Wherever a line in the records below contains "front", copy that line.

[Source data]
= = = = =

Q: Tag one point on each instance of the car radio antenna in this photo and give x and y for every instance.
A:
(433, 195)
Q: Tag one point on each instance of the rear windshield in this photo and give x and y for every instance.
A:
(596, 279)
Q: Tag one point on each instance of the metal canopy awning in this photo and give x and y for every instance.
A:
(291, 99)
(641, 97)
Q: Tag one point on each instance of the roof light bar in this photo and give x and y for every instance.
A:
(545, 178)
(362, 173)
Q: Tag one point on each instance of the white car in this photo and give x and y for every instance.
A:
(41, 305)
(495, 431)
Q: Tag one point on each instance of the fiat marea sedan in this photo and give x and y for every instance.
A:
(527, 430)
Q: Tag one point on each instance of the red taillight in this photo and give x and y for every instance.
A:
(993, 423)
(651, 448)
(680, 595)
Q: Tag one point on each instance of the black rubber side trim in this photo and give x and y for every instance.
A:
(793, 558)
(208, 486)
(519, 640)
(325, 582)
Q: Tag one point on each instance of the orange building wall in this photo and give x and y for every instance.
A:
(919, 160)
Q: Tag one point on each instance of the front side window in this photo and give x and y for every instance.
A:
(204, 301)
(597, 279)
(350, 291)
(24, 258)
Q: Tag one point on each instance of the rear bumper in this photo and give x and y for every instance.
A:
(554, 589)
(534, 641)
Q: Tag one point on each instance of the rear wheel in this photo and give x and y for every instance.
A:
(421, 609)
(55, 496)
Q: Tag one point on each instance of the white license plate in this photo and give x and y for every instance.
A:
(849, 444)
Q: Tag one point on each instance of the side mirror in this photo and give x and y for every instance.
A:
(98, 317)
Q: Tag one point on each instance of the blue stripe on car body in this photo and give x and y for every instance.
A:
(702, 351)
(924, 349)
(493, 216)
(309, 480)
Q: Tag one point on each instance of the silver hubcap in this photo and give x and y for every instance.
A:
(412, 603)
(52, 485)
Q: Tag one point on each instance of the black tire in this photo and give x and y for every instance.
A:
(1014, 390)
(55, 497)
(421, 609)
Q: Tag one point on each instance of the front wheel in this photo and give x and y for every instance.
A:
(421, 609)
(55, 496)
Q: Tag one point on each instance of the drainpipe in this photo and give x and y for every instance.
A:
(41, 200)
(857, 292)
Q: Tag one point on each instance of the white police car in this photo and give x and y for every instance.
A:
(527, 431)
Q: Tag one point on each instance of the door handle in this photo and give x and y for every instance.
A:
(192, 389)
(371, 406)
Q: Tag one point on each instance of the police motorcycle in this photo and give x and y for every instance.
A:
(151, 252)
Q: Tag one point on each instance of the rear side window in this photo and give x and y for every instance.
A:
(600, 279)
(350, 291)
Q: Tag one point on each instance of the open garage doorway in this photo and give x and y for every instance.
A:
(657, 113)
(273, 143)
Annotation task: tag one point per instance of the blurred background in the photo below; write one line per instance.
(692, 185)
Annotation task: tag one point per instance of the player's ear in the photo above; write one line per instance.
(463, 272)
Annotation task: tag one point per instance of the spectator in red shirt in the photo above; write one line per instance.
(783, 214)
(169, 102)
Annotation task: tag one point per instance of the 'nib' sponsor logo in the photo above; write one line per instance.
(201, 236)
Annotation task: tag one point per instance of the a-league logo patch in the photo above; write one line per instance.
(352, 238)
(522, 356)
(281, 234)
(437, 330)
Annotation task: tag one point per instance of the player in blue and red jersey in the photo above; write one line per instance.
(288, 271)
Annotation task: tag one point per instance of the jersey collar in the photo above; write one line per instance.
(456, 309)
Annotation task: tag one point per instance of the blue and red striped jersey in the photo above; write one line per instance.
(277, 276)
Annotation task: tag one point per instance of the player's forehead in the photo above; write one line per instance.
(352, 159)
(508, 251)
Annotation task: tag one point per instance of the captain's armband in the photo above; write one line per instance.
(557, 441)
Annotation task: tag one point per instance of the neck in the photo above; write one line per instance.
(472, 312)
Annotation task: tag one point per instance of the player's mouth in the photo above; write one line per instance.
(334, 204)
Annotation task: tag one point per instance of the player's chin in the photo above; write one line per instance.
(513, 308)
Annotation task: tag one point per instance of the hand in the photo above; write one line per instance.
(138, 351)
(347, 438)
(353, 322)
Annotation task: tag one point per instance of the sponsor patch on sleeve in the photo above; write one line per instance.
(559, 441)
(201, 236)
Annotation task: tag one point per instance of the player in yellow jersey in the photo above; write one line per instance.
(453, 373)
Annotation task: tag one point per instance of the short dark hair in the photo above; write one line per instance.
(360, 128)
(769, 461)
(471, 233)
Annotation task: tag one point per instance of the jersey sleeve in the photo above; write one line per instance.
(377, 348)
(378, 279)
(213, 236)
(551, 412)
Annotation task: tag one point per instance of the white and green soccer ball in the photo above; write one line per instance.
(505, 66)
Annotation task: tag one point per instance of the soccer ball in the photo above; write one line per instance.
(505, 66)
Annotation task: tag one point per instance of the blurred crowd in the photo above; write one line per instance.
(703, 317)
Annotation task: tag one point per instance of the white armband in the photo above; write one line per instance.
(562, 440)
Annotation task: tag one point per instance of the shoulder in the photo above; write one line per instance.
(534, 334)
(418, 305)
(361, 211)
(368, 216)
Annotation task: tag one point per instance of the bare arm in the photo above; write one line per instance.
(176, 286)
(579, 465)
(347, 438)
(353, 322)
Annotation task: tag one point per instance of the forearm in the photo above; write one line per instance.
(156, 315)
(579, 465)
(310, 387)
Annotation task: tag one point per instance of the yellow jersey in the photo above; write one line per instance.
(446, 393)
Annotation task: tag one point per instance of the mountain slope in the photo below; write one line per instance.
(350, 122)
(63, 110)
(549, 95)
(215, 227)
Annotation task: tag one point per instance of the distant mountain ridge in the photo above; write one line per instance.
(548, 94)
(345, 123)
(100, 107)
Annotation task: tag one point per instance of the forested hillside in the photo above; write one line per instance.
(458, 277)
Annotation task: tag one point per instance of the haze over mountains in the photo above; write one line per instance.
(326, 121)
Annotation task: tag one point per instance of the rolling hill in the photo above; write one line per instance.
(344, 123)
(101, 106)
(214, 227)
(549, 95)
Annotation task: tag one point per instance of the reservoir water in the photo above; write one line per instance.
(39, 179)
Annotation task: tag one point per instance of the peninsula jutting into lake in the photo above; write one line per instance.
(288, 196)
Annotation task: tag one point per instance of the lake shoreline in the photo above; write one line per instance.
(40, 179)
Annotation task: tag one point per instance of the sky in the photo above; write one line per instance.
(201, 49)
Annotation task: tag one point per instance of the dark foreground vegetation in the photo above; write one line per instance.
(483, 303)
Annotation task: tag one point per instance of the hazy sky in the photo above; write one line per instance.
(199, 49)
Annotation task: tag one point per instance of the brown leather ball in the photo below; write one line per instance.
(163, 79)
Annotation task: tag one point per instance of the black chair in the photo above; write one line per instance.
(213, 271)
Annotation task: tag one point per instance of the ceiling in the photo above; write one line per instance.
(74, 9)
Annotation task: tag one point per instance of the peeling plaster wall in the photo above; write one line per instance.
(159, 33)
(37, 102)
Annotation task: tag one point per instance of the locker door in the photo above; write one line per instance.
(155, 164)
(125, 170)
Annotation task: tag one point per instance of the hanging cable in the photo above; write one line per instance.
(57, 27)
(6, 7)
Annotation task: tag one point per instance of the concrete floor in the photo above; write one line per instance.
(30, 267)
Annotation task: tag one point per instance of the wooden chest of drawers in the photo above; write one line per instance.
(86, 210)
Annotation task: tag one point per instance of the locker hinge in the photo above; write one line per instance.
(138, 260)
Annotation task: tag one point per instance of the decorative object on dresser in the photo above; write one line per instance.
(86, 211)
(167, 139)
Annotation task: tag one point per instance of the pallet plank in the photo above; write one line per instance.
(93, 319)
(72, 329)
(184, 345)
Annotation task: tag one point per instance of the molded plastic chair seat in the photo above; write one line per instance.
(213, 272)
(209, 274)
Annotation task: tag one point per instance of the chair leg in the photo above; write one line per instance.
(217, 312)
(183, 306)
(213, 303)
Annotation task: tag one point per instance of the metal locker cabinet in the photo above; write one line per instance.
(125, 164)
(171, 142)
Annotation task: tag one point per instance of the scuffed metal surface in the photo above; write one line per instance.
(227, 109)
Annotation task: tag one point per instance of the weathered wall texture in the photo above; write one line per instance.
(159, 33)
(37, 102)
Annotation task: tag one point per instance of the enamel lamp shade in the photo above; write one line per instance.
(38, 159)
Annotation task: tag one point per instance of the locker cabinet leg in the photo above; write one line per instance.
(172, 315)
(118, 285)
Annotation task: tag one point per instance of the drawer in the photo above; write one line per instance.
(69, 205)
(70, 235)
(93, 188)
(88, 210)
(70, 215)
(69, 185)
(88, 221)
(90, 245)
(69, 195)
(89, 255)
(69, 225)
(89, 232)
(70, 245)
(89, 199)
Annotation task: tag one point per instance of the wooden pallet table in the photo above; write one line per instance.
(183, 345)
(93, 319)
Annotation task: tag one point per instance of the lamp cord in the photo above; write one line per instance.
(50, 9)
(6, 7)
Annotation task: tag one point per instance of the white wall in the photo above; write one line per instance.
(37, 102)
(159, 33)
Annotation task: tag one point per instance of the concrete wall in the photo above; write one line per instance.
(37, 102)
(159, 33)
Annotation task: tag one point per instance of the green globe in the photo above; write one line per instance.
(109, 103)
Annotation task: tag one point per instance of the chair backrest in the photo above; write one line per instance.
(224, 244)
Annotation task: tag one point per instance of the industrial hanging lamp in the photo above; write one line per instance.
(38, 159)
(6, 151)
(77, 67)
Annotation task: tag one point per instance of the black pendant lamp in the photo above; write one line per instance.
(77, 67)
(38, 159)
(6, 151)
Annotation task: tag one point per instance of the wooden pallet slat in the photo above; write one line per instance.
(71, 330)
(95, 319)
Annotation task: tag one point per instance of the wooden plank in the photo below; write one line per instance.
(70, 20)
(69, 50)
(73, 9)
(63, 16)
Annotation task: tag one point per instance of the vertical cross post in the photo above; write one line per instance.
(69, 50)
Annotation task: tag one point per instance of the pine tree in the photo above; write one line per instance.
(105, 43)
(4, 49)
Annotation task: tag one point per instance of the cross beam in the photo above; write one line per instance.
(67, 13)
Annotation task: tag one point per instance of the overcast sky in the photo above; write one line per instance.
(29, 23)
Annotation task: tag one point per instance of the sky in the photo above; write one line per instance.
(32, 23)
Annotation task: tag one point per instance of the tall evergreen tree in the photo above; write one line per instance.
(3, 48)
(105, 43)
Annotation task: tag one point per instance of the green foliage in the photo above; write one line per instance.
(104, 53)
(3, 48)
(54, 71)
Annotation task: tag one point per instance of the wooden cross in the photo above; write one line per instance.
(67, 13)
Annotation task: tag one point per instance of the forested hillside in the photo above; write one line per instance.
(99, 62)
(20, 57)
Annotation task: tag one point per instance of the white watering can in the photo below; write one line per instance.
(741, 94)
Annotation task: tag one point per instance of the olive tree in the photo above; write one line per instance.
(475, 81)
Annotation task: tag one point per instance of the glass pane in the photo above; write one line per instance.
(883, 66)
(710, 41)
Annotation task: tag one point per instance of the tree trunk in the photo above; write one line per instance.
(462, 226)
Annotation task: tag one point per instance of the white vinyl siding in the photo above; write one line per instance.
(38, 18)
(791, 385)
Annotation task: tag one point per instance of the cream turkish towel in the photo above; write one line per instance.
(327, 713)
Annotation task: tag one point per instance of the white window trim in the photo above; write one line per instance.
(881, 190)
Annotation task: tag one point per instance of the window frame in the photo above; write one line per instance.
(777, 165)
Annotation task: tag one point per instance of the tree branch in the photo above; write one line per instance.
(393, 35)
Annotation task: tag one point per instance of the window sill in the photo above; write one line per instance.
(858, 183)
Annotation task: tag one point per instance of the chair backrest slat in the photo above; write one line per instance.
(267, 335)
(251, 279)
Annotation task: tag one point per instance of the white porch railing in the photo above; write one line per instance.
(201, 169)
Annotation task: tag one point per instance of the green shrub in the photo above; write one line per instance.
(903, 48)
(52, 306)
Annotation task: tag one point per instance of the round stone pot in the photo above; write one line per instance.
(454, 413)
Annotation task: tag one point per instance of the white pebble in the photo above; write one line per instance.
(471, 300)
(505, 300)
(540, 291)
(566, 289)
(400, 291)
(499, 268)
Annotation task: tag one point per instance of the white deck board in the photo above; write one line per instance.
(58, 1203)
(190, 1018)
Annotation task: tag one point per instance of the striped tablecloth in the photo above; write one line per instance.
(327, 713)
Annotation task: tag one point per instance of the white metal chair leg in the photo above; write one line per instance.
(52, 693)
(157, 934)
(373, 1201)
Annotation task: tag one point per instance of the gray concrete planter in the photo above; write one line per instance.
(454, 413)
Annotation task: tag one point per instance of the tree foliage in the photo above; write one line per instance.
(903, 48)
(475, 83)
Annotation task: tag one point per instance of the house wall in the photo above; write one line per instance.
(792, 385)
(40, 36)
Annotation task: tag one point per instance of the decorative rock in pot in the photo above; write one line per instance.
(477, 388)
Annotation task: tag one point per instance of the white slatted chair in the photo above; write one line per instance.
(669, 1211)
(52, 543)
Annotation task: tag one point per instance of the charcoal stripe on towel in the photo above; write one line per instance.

= = = = =

» Response to the exercise
Q: Tag one point on each instance of the front side window in this photo and give x and y for every instance.
Q: Tag one point on each instance of the front wheel in this photo and give x and y for every instance.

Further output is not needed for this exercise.